DIRECTIVE: Reproduce each record below exactly as written.

MATERIAL PROVIDED:
**********
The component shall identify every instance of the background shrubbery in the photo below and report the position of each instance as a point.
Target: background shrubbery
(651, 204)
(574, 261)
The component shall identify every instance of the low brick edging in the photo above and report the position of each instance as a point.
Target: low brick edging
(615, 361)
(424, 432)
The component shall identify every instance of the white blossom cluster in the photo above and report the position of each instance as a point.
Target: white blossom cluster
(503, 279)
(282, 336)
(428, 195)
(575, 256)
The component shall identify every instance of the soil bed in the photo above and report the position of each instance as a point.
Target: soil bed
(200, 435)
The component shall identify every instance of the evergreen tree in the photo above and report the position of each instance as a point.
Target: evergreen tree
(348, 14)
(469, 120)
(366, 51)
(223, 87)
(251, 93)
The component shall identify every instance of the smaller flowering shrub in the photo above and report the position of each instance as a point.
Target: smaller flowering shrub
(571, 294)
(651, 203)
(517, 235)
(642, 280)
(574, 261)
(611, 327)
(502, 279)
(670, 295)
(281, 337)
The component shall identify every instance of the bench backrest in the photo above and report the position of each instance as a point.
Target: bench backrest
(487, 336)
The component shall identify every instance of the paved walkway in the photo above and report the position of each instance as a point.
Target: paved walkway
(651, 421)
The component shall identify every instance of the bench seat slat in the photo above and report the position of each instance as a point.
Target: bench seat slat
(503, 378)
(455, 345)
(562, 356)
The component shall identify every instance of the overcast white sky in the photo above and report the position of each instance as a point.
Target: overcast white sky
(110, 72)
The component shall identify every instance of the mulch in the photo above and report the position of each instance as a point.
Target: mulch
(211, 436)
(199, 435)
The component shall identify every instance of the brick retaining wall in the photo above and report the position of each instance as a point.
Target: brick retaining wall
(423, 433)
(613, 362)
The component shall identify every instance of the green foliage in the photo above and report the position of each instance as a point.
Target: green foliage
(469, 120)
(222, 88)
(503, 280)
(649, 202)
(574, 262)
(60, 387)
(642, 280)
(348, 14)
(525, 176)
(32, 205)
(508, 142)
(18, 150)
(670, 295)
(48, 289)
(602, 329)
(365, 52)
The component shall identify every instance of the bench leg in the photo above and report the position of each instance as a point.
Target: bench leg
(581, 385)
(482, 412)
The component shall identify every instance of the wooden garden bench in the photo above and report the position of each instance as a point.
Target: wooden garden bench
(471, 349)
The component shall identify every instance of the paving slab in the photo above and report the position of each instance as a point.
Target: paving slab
**********
COMPLETED TASK:
The component shall identify every instance of the background shrubbery in the photo below and report the position of each instance as a point.
Target: background shrubbery
(651, 204)
(574, 261)
The component shall identify every instance of the low brick edging in the photo above and report the position of each instance as a point.
Target: low brick edging
(615, 361)
(424, 432)
The component shall identify every instance of the white blossom cluster in the photo above and report the position of each instance as a point.
Target: white blossom cluster
(503, 279)
(282, 336)
(428, 195)
(575, 256)
The component shall identify every instance of the soil bed in the photo above and report the position of each instance as a point.
Target: soil bed
(200, 435)
The component shall identify every instance of the evergreen tree in the photo above and report the position of each instance as a point.
Target: evergreen tree
(348, 14)
(469, 120)
(366, 51)
(223, 87)
(251, 93)
The component shall identify every instance of the smaller flowering shrub in the photo above and report the position of each instance as a point.
Target: smaller flowering shrub
(571, 294)
(651, 203)
(517, 235)
(642, 280)
(574, 261)
(611, 327)
(502, 279)
(670, 295)
(281, 337)
The component shall identify every instance of the bench backrest in the photo above and report the position of each instance as a point.
Target: bench backrest
(487, 336)
The component shall identify every instance of the paved walkway in the photo above and report the position of each instance as a point.
Target: paved walkway
(651, 421)
The component shall identify every instance of the bench seat slat in the photo above and report the position of each instance as a point.
Target: bench seat slat
(503, 378)
(455, 345)
(562, 356)
The component shall identify every instance of the overcast white sky in the photo above and report the position of each instance as a point.
Target: overcast white sky
(110, 72)
The component shall identify every instance of the mulch in the photo above and report the position of each instance as a point.
Target: mulch
(211, 436)
(199, 435)
The component shall identify every instance of the brick retaining wall in the photo above and report the position of each instance as a point.
Target: brick retaining wall
(423, 433)
(613, 362)
The component shall identify every instance of the green foliage in the photo above and report the position of each instance as a point.
Target: green foliage
(469, 120)
(222, 88)
(503, 280)
(649, 202)
(574, 262)
(60, 387)
(642, 280)
(348, 14)
(525, 176)
(32, 205)
(508, 142)
(18, 150)
(670, 295)
(48, 289)
(602, 329)
(365, 52)
The component shall identify every instance of the bench leg in the photo above and report the position of each instance as a point.
Target: bench leg
(581, 385)
(482, 412)
The component shall identify every instance of the wooden garden bench in the photo above and report the position of each instance as a point.
Target: wooden garden bench
(471, 349)
The component shall identify every instance of the paving slab in the photo above and report the position of each instance as a point.
Target: paving slab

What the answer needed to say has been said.